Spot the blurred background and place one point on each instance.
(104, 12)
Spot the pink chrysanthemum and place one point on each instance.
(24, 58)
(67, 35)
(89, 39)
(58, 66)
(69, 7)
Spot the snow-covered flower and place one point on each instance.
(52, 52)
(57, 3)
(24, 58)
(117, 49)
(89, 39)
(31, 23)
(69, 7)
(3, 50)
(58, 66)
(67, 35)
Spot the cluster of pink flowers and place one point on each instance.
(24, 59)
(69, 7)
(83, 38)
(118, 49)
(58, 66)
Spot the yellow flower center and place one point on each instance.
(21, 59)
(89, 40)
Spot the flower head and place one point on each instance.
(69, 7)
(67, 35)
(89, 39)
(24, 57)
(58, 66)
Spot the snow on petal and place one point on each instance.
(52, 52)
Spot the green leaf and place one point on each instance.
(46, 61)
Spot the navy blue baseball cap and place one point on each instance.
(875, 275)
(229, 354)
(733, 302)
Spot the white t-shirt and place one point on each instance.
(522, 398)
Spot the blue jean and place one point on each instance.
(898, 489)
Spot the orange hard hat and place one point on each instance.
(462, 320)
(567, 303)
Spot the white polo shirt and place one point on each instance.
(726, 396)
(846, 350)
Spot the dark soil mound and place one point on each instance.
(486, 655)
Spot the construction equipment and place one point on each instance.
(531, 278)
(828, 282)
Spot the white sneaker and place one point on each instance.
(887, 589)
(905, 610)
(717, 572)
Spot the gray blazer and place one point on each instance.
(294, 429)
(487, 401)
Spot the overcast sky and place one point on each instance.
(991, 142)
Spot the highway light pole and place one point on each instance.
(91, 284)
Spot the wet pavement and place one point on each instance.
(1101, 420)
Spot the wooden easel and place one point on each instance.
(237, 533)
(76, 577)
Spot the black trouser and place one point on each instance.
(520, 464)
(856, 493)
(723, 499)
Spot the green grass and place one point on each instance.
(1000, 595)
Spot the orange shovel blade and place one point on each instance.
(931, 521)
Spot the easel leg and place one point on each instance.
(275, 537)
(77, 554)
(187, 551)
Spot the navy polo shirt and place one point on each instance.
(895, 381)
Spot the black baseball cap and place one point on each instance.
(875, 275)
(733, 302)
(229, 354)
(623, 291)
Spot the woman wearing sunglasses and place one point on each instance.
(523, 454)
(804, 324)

++++++++++

> **WHAT THE TASK REQUIRES**:
Rewrite all of the records above, changing every "Spot" to "Find" and leaving everything else as it is.

> **SOLUTION TO THE PROBLEM**:
Find the blurred background and place one point on each instance.
(104, 12)
Find the pink chrysanthemum and place one point on each instance.
(24, 58)
(67, 35)
(89, 39)
(58, 66)
(69, 7)
Find the snow-covered flower and place one point on each instance.
(52, 52)
(57, 3)
(24, 58)
(117, 49)
(89, 39)
(31, 23)
(69, 7)
(3, 50)
(58, 66)
(67, 35)
Find the cluster of pink flowers and place one point on each instance.
(24, 59)
(69, 7)
(83, 38)
(118, 49)
(58, 66)
Find the yellow flower center and place one point on each instance.
(21, 59)
(89, 40)
Find the flower head and place one point on each instance.
(69, 7)
(67, 35)
(89, 39)
(24, 57)
(58, 66)
Find the snow on petal and place one point on each instance.
(52, 52)
Find the green leaf and place one point on each instance.
(46, 61)
Find the navy blue baseball cap and place one point on each instance.
(875, 275)
(229, 354)
(733, 302)
Find the white t-shirt and place one point on each instance.
(522, 398)
Find the blue jean and place one point on each instance.
(898, 489)
Find the orange hard hat and place one point on each instance.
(462, 320)
(567, 303)
Find the white polo shirt and place one point on each instance.
(726, 396)
(846, 350)
Find the dark soil mound and place one point on each instance.
(486, 655)
Find the construction equipment and place one point on each instance.
(531, 278)
(828, 282)
Find the white sneaker and place one point on each instance.
(887, 589)
(905, 610)
(717, 572)
Find the gray blazer and place one point on each instance.
(294, 429)
(487, 401)
Find the overcast sky and place one point on each instance.
(991, 142)
Find the highway light pole and place one point on each instance.
(91, 284)
Find the wet pavement and place one point on each instance.
(1101, 420)
Find the wooden easel and place one point on each instance.
(237, 533)
(76, 577)
Find the black trouser and place one point on each instance.
(520, 464)
(856, 493)
(723, 499)
Find the green grass and place one point on each instance.
(1000, 595)
Find the orange shovel blade and place one point on each instance.
(931, 521)
Find the easel leg and place one point on each instance.
(275, 537)
(77, 554)
(187, 551)
Find the navy polo shirt and place one point on each instance.
(895, 381)
Find the black baseball cap and place one point on each instance.
(875, 275)
(733, 302)
(229, 354)
(623, 291)
Find the woman wearing sunglasses and place one point on each instance.
(523, 454)
(804, 324)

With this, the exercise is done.